Records in a dataset
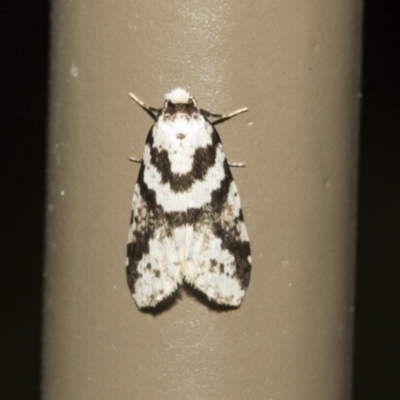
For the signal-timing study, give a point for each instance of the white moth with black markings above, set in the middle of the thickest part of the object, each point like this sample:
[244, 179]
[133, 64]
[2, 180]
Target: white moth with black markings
[187, 222]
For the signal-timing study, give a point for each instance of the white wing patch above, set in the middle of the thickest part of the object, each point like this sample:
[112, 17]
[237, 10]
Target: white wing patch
[187, 223]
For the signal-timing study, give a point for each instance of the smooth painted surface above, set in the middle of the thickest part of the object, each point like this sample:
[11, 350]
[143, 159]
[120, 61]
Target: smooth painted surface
[296, 66]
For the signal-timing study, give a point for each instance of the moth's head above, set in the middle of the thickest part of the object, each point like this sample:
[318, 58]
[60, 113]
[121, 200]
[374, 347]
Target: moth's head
[179, 102]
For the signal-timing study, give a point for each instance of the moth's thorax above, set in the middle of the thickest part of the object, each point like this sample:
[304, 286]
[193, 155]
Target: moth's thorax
[180, 110]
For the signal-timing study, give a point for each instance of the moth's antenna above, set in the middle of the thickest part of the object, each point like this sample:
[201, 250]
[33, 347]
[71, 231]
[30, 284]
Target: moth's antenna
[145, 107]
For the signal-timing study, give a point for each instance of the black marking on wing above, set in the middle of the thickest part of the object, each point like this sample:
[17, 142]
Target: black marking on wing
[203, 159]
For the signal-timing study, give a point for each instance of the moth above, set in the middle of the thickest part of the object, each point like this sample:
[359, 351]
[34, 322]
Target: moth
[187, 223]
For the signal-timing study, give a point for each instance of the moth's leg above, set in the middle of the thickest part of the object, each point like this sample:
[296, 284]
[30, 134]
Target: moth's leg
[150, 110]
[237, 165]
[138, 160]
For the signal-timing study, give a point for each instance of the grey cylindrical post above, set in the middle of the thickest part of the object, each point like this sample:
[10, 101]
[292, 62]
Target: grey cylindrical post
[296, 66]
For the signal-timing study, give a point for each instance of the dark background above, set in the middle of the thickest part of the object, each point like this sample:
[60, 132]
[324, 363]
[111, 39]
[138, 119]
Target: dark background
[24, 38]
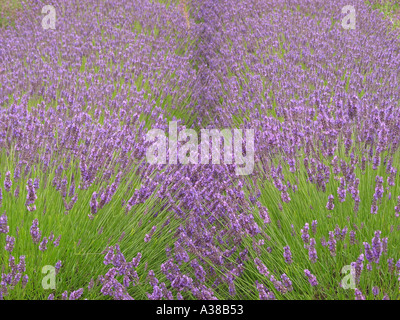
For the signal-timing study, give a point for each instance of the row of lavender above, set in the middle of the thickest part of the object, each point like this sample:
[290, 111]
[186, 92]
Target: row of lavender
[77, 101]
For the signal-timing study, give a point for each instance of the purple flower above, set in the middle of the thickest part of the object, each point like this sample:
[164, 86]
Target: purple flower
[312, 252]
[287, 254]
[311, 278]
[330, 205]
[305, 236]
[8, 182]
[358, 295]
[75, 295]
[43, 244]
[4, 228]
[35, 232]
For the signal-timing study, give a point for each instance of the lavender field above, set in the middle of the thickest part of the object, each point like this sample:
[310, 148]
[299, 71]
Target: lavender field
[84, 213]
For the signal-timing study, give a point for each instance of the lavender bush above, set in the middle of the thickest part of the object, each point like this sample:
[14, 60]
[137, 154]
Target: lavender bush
[77, 193]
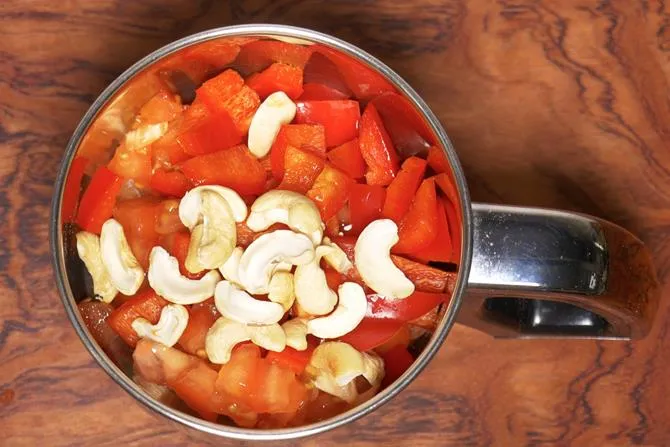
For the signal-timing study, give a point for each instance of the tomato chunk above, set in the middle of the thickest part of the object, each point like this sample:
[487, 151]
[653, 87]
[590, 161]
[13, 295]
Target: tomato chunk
[365, 205]
[301, 168]
[97, 203]
[330, 191]
[418, 229]
[145, 304]
[310, 137]
[234, 167]
[340, 118]
[377, 149]
[277, 77]
[402, 189]
[348, 158]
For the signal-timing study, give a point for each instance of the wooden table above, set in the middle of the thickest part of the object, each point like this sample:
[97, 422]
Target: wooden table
[560, 105]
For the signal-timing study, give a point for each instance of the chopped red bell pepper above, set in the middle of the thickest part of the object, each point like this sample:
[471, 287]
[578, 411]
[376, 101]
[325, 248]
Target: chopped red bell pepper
[310, 137]
[409, 132]
[235, 167]
[365, 205]
[402, 189]
[440, 249]
[362, 80]
[301, 168]
[277, 77]
[418, 229]
[72, 188]
[320, 92]
[377, 149]
[170, 183]
[372, 332]
[256, 56]
[330, 191]
[408, 309]
[396, 361]
[348, 157]
[340, 118]
[98, 201]
[145, 304]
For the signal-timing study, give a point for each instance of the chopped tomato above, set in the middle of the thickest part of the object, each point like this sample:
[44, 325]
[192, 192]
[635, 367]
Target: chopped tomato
[348, 158]
[377, 149]
[372, 332]
[320, 92]
[145, 304]
[72, 188]
[255, 56]
[410, 308]
[340, 118]
[98, 200]
[234, 167]
[330, 191]
[441, 248]
[201, 317]
[402, 189]
[301, 168]
[170, 183]
[396, 362]
[310, 137]
[410, 133]
[362, 80]
[418, 228]
[365, 205]
[277, 77]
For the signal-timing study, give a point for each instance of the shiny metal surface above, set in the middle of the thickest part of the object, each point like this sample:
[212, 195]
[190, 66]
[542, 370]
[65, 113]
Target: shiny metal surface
[538, 272]
[108, 119]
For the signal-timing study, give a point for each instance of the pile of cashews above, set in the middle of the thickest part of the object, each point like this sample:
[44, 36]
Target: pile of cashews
[282, 264]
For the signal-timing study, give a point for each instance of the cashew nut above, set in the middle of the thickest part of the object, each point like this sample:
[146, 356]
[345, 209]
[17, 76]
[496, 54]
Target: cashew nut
[168, 282]
[88, 248]
[236, 304]
[262, 257]
[276, 110]
[170, 326]
[190, 206]
[372, 254]
[347, 315]
[214, 238]
[287, 207]
[281, 289]
[311, 288]
[334, 366]
[337, 258]
[124, 271]
[296, 333]
[225, 334]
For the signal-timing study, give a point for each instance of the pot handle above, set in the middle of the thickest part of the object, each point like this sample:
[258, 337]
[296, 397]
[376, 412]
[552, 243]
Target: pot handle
[545, 273]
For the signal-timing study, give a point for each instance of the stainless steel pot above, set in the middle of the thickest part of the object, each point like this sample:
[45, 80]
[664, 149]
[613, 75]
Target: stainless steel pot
[524, 272]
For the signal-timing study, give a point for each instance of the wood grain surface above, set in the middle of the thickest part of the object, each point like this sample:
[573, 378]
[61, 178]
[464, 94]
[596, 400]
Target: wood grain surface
[560, 104]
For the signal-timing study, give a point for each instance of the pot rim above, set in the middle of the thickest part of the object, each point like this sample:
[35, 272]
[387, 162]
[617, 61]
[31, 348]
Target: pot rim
[58, 258]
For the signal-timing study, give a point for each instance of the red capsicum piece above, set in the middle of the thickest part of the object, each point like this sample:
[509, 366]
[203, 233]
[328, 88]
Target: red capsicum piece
[340, 118]
[72, 188]
[98, 201]
[348, 158]
[277, 77]
[402, 189]
[377, 149]
[418, 229]
[301, 168]
[311, 137]
[330, 191]
[235, 167]
[365, 205]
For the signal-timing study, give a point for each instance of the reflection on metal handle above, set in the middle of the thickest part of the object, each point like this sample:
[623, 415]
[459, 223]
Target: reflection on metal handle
[538, 272]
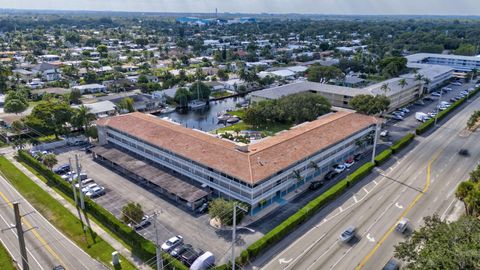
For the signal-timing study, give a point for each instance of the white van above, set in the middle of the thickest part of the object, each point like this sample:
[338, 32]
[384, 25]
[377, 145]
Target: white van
[422, 117]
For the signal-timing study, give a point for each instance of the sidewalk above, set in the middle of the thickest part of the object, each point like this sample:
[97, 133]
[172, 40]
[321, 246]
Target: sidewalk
[95, 227]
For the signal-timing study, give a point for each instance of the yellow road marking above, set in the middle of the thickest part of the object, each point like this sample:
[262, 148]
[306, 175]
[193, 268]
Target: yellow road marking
[404, 213]
[35, 233]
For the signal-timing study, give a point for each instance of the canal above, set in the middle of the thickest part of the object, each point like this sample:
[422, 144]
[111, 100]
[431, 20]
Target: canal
[204, 119]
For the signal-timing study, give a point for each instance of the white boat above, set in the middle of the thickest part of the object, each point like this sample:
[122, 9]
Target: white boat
[224, 117]
[167, 110]
[196, 104]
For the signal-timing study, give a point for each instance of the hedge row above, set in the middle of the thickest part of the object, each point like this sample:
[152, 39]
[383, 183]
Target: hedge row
[140, 246]
[442, 114]
[383, 156]
[400, 144]
[303, 214]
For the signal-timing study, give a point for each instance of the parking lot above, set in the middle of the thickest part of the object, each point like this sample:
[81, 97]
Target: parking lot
[171, 219]
[398, 129]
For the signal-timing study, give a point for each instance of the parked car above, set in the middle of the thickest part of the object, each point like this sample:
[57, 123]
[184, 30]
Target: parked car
[402, 225]
[88, 187]
[314, 185]
[348, 234]
[349, 162]
[145, 222]
[179, 250]
[62, 169]
[203, 208]
[339, 168]
[95, 192]
[392, 264]
[330, 175]
[85, 183]
[189, 256]
[172, 243]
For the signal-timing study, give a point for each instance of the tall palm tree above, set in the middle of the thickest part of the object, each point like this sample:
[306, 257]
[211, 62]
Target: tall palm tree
[385, 88]
[84, 118]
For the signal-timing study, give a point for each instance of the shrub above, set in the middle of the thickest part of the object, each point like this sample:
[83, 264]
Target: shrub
[400, 144]
[383, 156]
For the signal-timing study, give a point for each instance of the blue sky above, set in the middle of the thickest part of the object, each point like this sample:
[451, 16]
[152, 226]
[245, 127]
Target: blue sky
[420, 7]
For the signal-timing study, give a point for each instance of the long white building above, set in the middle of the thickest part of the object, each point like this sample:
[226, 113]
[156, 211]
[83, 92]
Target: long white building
[257, 174]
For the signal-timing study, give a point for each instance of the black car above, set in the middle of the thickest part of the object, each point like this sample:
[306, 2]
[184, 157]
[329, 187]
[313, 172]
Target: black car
[203, 208]
[63, 169]
[330, 175]
[314, 185]
[189, 256]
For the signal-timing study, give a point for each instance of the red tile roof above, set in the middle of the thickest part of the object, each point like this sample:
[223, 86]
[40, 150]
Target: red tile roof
[263, 158]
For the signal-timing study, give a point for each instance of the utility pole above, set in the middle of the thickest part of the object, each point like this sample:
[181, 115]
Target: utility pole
[375, 139]
[234, 231]
[79, 169]
[157, 246]
[73, 185]
[21, 239]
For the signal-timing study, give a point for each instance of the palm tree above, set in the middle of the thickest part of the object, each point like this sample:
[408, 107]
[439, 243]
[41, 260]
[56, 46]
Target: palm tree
[84, 118]
[463, 192]
[385, 88]
[49, 160]
[402, 83]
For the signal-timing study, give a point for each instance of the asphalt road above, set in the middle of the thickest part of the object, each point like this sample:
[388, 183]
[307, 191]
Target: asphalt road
[46, 246]
[419, 183]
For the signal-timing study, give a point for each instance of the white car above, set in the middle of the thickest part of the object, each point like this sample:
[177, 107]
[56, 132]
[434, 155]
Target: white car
[172, 243]
[95, 192]
[339, 168]
[88, 187]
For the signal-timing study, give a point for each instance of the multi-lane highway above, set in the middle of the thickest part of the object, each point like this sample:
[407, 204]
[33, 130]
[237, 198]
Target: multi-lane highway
[419, 183]
[46, 246]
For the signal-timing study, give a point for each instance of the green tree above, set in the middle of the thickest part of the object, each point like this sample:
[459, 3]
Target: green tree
[132, 213]
[74, 96]
[317, 73]
[199, 90]
[126, 105]
[15, 102]
[222, 210]
[50, 117]
[466, 49]
[370, 105]
[441, 245]
[49, 160]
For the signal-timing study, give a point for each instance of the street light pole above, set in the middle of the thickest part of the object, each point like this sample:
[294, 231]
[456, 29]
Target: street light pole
[438, 105]
[375, 139]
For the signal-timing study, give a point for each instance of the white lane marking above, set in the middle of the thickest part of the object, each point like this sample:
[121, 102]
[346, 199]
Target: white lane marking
[370, 238]
[282, 261]
[444, 215]
[399, 206]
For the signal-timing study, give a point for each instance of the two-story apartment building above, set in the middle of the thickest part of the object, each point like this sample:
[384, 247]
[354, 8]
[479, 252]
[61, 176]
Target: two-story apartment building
[258, 173]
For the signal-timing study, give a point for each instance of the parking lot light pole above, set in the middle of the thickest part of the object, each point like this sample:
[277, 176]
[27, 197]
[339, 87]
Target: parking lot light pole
[234, 230]
[438, 105]
[375, 140]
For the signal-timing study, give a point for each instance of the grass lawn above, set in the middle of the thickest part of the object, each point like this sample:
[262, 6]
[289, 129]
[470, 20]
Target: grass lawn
[269, 130]
[70, 200]
[6, 262]
[58, 215]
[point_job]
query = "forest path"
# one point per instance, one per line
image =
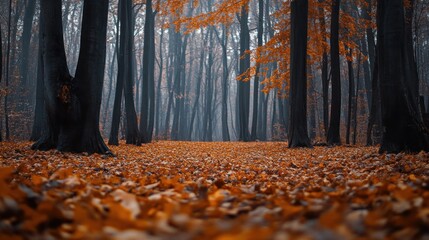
(213, 190)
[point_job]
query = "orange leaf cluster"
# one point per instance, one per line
(213, 191)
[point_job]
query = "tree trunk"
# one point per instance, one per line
(244, 86)
(73, 105)
(1, 75)
(148, 86)
(402, 122)
(26, 37)
(256, 79)
(325, 79)
(351, 94)
(39, 110)
(334, 125)
(124, 80)
(6, 110)
(298, 133)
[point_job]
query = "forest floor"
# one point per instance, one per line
(219, 191)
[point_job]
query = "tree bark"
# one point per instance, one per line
(254, 136)
(26, 37)
(244, 86)
(73, 105)
(325, 79)
(148, 86)
(298, 133)
(351, 94)
(39, 110)
(334, 125)
(402, 122)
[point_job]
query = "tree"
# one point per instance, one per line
(404, 129)
(39, 110)
(1, 74)
(26, 37)
(147, 113)
(333, 137)
(256, 78)
(298, 134)
(8, 58)
(223, 41)
(325, 79)
(125, 79)
(73, 104)
(244, 85)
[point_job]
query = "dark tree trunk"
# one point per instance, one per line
(26, 37)
(124, 80)
(158, 108)
(370, 50)
(351, 94)
(132, 131)
(6, 110)
(256, 79)
(208, 117)
(198, 89)
(39, 110)
(402, 122)
(356, 100)
(334, 124)
(223, 41)
(148, 86)
(298, 133)
(73, 105)
(374, 121)
(244, 86)
(325, 79)
(1, 75)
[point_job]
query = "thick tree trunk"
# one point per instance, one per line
(124, 80)
(298, 133)
(334, 124)
(223, 41)
(73, 105)
(402, 122)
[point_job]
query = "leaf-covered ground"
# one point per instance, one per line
(213, 191)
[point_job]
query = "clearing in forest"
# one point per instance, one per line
(214, 191)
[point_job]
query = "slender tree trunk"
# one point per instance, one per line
(6, 110)
(356, 101)
(39, 110)
(26, 37)
(1, 75)
(158, 108)
(334, 124)
(256, 79)
(351, 94)
(244, 86)
(298, 133)
(325, 79)
(148, 86)
(198, 89)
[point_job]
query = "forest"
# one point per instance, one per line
(219, 119)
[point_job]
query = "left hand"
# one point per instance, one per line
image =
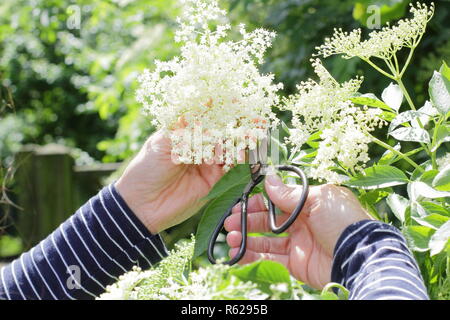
(160, 192)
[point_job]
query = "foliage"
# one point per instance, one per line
(416, 199)
(76, 85)
(173, 279)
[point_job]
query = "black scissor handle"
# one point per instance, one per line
(272, 217)
(243, 200)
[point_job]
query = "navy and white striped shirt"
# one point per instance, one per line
(104, 239)
(100, 242)
(373, 262)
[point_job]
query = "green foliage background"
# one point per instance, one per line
(76, 86)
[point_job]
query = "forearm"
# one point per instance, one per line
(373, 262)
(101, 241)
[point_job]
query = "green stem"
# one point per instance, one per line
(397, 68)
(373, 65)
(433, 154)
(407, 96)
(400, 154)
(413, 107)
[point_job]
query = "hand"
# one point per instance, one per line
(161, 192)
(308, 249)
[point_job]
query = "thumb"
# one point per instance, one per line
(283, 196)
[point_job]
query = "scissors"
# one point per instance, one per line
(258, 169)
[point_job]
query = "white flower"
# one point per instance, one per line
(393, 96)
(213, 93)
(325, 107)
(382, 43)
(443, 161)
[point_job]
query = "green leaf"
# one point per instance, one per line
(445, 70)
(398, 205)
(281, 147)
(433, 208)
(439, 90)
(439, 239)
(211, 216)
(264, 273)
(370, 100)
(428, 176)
(419, 189)
(442, 180)
(404, 117)
(237, 176)
(378, 177)
(388, 116)
(411, 134)
(419, 236)
(442, 135)
(426, 166)
(389, 157)
(434, 221)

- GOAL -
Find every line in the records above that contains the string "background", and copy each of those lines. Case counts.

- TASK RESULT -
For the signal-timing study, give a point for each instance of the dark background above, set in the middle of the thickest part of the object, each point like this sample:
Target: dark background
query = "green foliage background"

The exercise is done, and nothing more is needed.